The data.

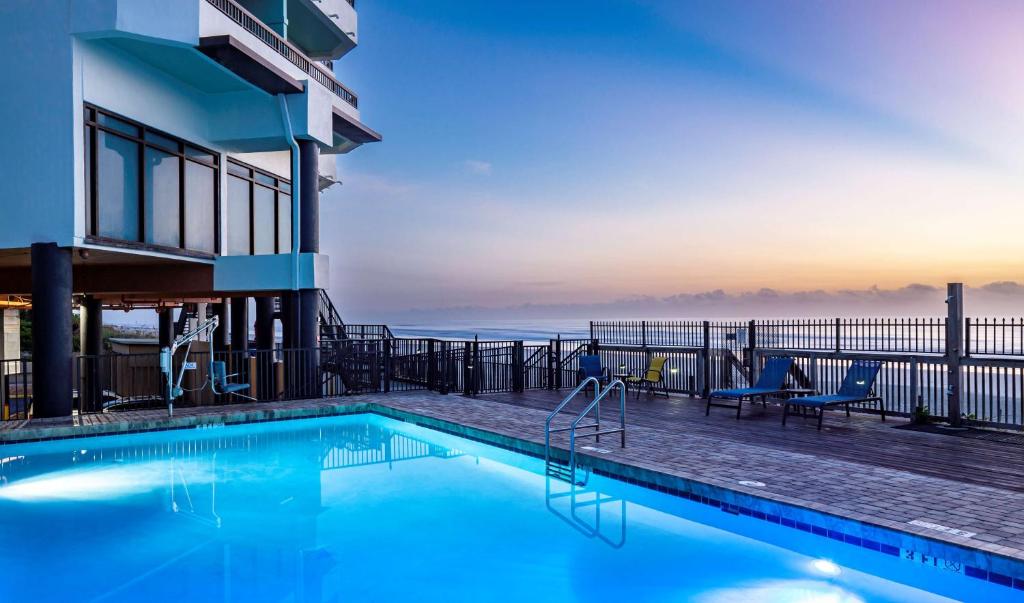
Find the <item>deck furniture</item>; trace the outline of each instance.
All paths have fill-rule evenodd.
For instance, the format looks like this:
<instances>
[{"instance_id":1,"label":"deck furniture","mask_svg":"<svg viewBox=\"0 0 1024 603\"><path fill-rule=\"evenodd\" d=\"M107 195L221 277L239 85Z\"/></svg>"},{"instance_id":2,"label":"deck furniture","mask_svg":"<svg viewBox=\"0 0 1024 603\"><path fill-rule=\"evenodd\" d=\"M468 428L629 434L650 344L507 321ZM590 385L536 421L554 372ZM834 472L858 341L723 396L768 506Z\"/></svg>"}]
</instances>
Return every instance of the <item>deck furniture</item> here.
<instances>
[{"instance_id":1,"label":"deck furniture","mask_svg":"<svg viewBox=\"0 0 1024 603\"><path fill-rule=\"evenodd\" d=\"M739 414L743 410L743 400L761 398L761 403L767 404L768 396L785 393L782 386L785 383L785 376L790 373L791 368L793 368L793 358L790 356L769 357L765 361L765 368L761 370L761 375L758 376L758 382L754 384L754 387L719 389L708 394L708 407L705 410L705 417L711 415L712 406L719 406L722 408L735 408L736 419L739 419ZM714 400L716 399L735 400L736 404L733 406L732 404L715 402Z\"/></svg>"},{"instance_id":2,"label":"deck furniture","mask_svg":"<svg viewBox=\"0 0 1024 603\"><path fill-rule=\"evenodd\" d=\"M248 383L228 383L227 378L234 377L238 375L238 373L228 375L227 365L223 360L214 360L210 362L210 371L212 373L211 375L212 387L210 389L213 391L214 394L237 395L244 398L255 399L241 393L249 389Z\"/></svg>"},{"instance_id":3,"label":"deck furniture","mask_svg":"<svg viewBox=\"0 0 1024 603\"><path fill-rule=\"evenodd\" d=\"M637 388L637 399L640 399L642 390L647 390L648 394L657 393L658 386L665 397L669 397L669 388L665 383L665 363L668 361L666 356L654 356L643 377L627 377L624 383Z\"/></svg>"},{"instance_id":4,"label":"deck furniture","mask_svg":"<svg viewBox=\"0 0 1024 603\"><path fill-rule=\"evenodd\" d=\"M850 416L850 404L858 402L878 402L882 420L886 420L886 404L881 396L872 395L871 388L874 380L879 376L882 368L882 360L854 360L850 369L843 378L843 384L835 394L805 396L785 400L785 407L782 408L782 425L790 416L790 406L799 406L802 410L813 408L818 415L818 430L821 430L821 420L824 418L824 411L828 406L843 404L846 406L846 416Z\"/></svg>"}]
</instances>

Exercise objective. From the entries above, output every line exactly and omit any image.

Complete answer.
Find the <item>deck furniture</item>; trace the outline of each instance.
All paths have fill-rule evenodd.
For instance, the format looks like this:
<instances>
[{"instance_id":1,"label":"deck furniture","mask_svg":"<svg viewBox=\"0 0 1024 603\"><path fill-rule=\"evenodd\" d=\"M107 195L221 277L239 85Z\"/></svg>"},{"instance_id":2,"label":"deck furniture","mask_svg":"<svg viewBox=\"0 0 1024 603\"><path fill-rule=\"evenodd\" d=\"M468 428L629 434L650 344L507 321ZM590 385L536 421L554 372ZM834 472L858 341L723 396L768 506Z\"/></svg>"}]
</instances>
Return every instance of the <item>deck furniture</item> here.
<instances>
[{"instance_id":1,"label":"deck furniture","mask_svg":"<svg viewBox=\"0 0 1024 603\"><path fill-rule=\"evenodd\" d=\"M739 414L743 410L743 400L761 398L761 403L767 404L768 396L785 393L782 386L785 383L785 376L790 373L791 368L793 368L793 358L790 356L769 357L765 361L765 368L761 370L761 375L758 376L758 382L754 384L754 387L719 389L708 394L708 407L705 410L705 417L711 415L712 406L719 406L722 408L735 408L736 419L739 419ZM714 400L716 399L735 400L736 404L733 406L732 404L715 402Z\"/></svg>"},{"instance_id":2,"label":"deck furniture","mask_svg":"<svg viewBox=\"0 0 1024 603\"><path fill-rule=\"evenodd\" d=\"M248 383L228 383L227 378L234 377L238 375L238 373L228 375L227 365L223 360L214 360L210 362L210 371L212 373L211 375L212 387L210 389L213 391L214 394L237 395L244 398L255 399L241 393L249 389Z\"/></svg>"},{"instance_id":3,"label":"deck furniture","mask_svg":"<svg viewBox=\"0 0 1024 603\"><path fill-rule=\"evenodd\" d=\"M637 388L637 399L640 399L642 390L647 390L648 394L657 393L658 386L665 397L669 397L669 388L665 383L665 363L668 361L666 356L654 356L643 377L627 377L624 383Z\"/></svg>"},{"instance_id":4,"label":"deck furniture","mask_svg":"<svg viewBox=\"0 0 1024 603\"><path fill-rule=\"evenodd\" d=\"M850 416L850 404L858 402L878 402L882 420L886 420L886 404L881 396L872 395L871 388L874 380L879 376L882 368L882 360L854 360L850 369L843 378L843 384L835 394L805 396L785 400L785 407L782 408L782 425L790 416L790 406L799 406L802 410L813 408L818 415L818 430L821 430L821 420L824 418L824 411L828 406L843 404L846 406L846 416Z\"/></svg>"}]
</instances>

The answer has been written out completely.